◆ **TASK DATA**

-.-.-

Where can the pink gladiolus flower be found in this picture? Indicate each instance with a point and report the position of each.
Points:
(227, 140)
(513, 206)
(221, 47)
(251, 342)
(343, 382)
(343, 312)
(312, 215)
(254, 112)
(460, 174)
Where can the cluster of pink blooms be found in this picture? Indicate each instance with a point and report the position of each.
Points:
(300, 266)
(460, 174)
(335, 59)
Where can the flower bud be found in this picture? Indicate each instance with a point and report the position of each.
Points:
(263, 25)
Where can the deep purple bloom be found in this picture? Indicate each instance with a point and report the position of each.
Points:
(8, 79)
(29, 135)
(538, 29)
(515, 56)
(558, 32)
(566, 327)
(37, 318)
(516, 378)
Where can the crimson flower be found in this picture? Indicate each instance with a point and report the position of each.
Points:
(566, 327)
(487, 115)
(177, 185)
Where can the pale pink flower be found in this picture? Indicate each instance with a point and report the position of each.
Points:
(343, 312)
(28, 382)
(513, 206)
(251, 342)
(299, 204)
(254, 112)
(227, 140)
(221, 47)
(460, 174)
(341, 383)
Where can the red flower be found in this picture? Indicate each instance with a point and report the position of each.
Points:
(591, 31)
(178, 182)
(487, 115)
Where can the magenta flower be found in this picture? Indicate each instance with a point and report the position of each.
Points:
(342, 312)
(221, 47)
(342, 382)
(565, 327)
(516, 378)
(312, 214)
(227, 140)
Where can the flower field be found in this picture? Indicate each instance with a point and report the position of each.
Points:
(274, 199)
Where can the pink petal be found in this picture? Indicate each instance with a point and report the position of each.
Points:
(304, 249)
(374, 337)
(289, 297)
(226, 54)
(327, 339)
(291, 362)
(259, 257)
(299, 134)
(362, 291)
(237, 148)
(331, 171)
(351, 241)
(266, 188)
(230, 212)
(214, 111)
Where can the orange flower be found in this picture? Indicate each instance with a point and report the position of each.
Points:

-.-.-

Copy all of the data above word for word, from the first line to the last, changing nothing.

◆ **TASK RESULT**
Where can the pink gladiolus flower be found in this picture? Indicate each instance with a point and report the position of each.
Points:
(227, 140)
(513, 206)
(221, 47)
(251, 342)
(343, 382)
(343, 312)
(312, 215)
(254, 112)
(460, 174)
Where can the cluster of pink blooms be found in this picture? Indicate each instance with a point and report the position of each.
Points:
(300, 266)
(460, 174)
(335, 59)
Where can the flower bud be found in this picture? Indicate each instance with a point and report the position of each.
Points:
(263, 25)
Where can the deep purple bloom be found in this picture? Indicate each instance with a point and report the position of each.
Points:
(8, 79)
(29, 135)
(538, 29)
(515, 56)
(558, 32)
(566, 327)
(37, 318)
(516, 378)
Where can the crimson flower be found in this picture? Indicate each instance with a point and report the position of each.
Points:
(566, 327)
(487, 115)
(177, 185)
Where can the pale pink flower be found in this picture? Indicate each instance with a point and report the position of each.
Points:
(343, 312)
(28, 382)
(513, 206)
(251, 342)
(299, 204)
(254, 112)
(227, 140)
(221, 47)
(460, 174)
(341, 383)
Where can the red flower be found in this picture? Indicate each instance with a point and report the position of each.
Points:
(591, 31)
(178, 182)
(487, 115)
Where can the magenta flower be found in this picture? Indicate each instance with a point and report the position of each.
Points:
(342, 312)
(221, 47)
(342, 382)
(565, 327)
(516, 378)
(312, 214)
(227, 140)
Where can the flower field be found in this picture? Indicate each instance with a point and report the position of each.
Points:
(274, 199)
Where can the pink petal be found in this picture? Indicate each instance with a point and report the position of each.
Points:
(304, 249)
(374, 337)
(289, 297)
(226, 54)
(327, 339)
(291, 362)
(259, 257)
(299, 134)
(362, 291)
(237, 148)
(331, 171)
(351, 241)
(266, 188)
(230, 212)
(214, 111)
Where can the orange flower be found in this picture? Indicate each instance with a point and report the position of each.
Points:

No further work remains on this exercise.